**WHAT NEEDS TO BE DONE**
Line by line, copy out the data that follows.

[Text-to-region grounding data]
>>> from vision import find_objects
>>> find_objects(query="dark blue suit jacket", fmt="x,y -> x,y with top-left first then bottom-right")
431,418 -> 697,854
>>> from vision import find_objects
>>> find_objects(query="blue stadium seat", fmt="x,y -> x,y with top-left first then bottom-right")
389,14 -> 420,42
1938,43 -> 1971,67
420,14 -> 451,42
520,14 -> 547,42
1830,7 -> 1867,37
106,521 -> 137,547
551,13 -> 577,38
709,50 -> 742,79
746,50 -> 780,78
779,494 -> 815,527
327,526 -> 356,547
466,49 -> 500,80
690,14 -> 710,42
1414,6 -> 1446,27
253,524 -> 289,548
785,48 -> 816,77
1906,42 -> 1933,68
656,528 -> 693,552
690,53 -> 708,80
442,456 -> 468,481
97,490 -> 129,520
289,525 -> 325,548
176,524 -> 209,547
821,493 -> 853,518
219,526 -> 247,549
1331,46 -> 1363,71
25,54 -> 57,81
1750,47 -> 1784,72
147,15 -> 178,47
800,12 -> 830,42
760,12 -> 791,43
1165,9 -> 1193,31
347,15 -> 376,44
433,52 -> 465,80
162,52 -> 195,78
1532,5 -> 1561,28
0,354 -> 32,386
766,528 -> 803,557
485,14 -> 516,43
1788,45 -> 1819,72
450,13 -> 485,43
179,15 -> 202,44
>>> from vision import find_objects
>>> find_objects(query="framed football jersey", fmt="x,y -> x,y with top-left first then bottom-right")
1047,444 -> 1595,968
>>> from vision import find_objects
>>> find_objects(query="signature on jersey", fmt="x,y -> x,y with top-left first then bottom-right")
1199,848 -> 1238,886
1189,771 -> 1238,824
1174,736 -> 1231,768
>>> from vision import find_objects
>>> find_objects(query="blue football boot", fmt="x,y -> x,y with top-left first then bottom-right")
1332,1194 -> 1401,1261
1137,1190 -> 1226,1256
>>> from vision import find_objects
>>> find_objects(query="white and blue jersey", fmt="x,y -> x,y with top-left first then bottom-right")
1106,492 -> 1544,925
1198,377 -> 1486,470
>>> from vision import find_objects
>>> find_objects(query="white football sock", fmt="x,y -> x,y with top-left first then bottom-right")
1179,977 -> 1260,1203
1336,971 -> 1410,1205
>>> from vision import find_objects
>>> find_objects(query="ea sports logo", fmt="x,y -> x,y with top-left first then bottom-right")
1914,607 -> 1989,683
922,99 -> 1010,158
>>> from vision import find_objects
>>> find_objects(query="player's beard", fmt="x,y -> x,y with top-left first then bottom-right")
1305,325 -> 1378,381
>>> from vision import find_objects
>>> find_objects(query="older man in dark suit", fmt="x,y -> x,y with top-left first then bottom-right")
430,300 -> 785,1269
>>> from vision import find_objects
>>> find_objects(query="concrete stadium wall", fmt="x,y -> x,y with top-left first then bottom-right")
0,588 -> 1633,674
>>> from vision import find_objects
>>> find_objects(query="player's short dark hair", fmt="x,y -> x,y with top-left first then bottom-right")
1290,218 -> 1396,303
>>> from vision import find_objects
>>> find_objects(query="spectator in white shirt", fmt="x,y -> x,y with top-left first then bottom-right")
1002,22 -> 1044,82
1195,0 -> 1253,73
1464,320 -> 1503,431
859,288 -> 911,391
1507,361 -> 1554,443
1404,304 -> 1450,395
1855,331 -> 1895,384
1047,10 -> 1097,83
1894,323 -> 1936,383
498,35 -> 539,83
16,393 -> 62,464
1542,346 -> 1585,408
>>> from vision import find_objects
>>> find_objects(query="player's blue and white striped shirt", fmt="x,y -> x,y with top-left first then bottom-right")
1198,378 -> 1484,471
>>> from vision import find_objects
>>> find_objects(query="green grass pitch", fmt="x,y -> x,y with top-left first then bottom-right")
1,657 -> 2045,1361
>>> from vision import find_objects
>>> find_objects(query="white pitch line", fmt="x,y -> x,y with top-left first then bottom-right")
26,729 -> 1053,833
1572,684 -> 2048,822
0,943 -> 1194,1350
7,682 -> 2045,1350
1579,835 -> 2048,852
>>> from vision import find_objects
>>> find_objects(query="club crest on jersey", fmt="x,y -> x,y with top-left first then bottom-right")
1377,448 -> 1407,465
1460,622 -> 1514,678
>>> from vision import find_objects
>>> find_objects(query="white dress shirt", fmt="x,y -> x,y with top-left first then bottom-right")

**SOLUTION TO THIS TASK**
>>> from vision import find_objects
>>> find_objects(query="dark blue suit jacket", fmt="x,y -> x,y with top-left first then bottom-right")
431,418 -> 697,854
>>> from vision import find_objects
>>> find_objects(query="blue stadium seat", fmt="x,y -> x,y with top-left first then bottom-right")
389,14 -> 420,42
1938,43 -> 1971,67
420,14 -> 451,42
520,14 -> 547,42
1830,7 -> 1867,37
106,521 -> 137,547
551,13 -> 577,38
709,50 -> 742,79
746,50 -> 780,78
779,494 -> 815,527
327,526 -> 356,547
466,49 -> 500,80
690,14 -> 710,42
1414,6 -> 1446,27
253,524 -> 289,548
785,48 -> 816,77
1906,42 -> 1933,68
656,528 -> 693,552
690,53 -> 708,80
442,456 -> 468,481
97,490 -> 129,520
289,525 -> 325,548
176,524 -> 209,547
821,493 -> 853,518
219,526 -> 247,549
1331,46 -> 1363,71
25,54 -> 57,81
1750,47 -> 1784,72
147,15 -> 178,47
800,12 -> 830,42
760,12 -> 791,43
1165,9 -> 1193,31
347,15 -> 376,44
433,52 -> 465,80
162,52 -> 195,78
1532,5 -> 1561,28
0,354 -> 32,386
766,528 -> 803,557
485,14 -> 516,43
1788,45 -> 1819,72
450,13 -> 485,43
179,15 -> 202,44
>>> from vision import find_objects
>>> find_objects(query="framed football jersey", fmt="x,y -> x,y with top-left first then bottom-right")
1047,444 -> 1595,968
>>> from vision import find_objects
>>> find_objects(query="signature on jersey", fmt="x,y -> x,y with top-left first then bottom-right")
1199,848 -> 1238,886
1189,771 -> 1238,824
1174,736 -> 1231,768
>>> from vision import find_objects
>>> find_objects(query="blue football boot", fmt="x,y -> x,y with top-left first then bottom-right")
1332,1194 -> 1401,1261
1137,1190 -> 1226,1256
>>> from vision import find_objects
>>> find_objects(query="white and blue jersey", fmt="x,y -> x,y with top-left first then bottom-right")
1106,492 -> 1544,925
1198,377 -> 1486,470
>>> from vision import find_objects
>>> find_objects(query="white football sock", fmt="x,y -> x,y with top-left first then bottom-right")
1179,977 -> 1260,1203
1336,971 -> 1410,1205
>>> from vision import find_objects
>>> find_objects(query="ea sports logo", fmt="x,y -> x,y with top-left first then bottom-right")
1914,607 -> 1989,683
922,99 -> 1010,158
>>> from vision import find_objects
>>> find_objects(query="player's beard", fmt="x,y -> x,y with top-left first then bottom-right")
1305,325 -> 1378,381
>>> from vision import find_objects
>>> find_objects(query="older man in dark suit", fmt="x,y -> x,y with top-left first then bottom-right")
430,300 -> 785,1269
>>> from vision import find_objects
>>> find_objects(query="concrete stadium wall", fmt="x,y -> x,y with top-left first then bottom-right")
0,588 -> 1633,674
>>> from vision import find_objects
>>> find_objects(query="player's short dark hair", fmt="x,y -> x,y with top-left first then bottom-right")
1290,218 -> 1396,303
>>> from vision import find_objects
>>> find_objects(query="spectator in white shirt", fmt="x,y -> x,y with top-left first then bottom-right")
1002,22 -> 1044,82
1195,0 -> 1253,73
1464,320 -> 1503,431
859,288 -> 911,391
1507,361 -> 1554,443
1404,304 -> 1450,395
1855,331 -> 1895,384
1047,10 -> 1097,83
1894,323 -> 1936,383
498,35 -> 539,83
16,393 -> 62,464
1542,346 -> 1585,408
>>> from vision import find_objects
>>> find_objects(query="player's blue and white striped shirt", fmt="x,y -> x,y with top-left first then bottom-right")
1198,378 -> 1484,471
>>> from vision import find_objects
>>> find_objects(query="green grass pitch", fmt="x,y -> x,y with top-left first then bottom-right")
1,657 -> 2045,1361
>>> from vision import find_objects
>>> find_objects(query="white pitch line", fmt="x,y -> x,y with top-left first then bottom-right")
26,729 -> 1053,833
1572,684 -> 2048,822
0,943 -> 1194,1350
7,682 -> 2045,1350
1579,835 -> 2048,852
>>> from vision import find_objects
>>> find_objects(query="club crest on jersey", fmt="x,y -> x,y with top-left first then bottom-right")
1377,448 -> 1407,465
1460,622 -> 1514,678
>>> from vision import find_objects
>>> find_objects(query="white dress shirt", fmt="x,y -> x,y with top-left first then bottom-right")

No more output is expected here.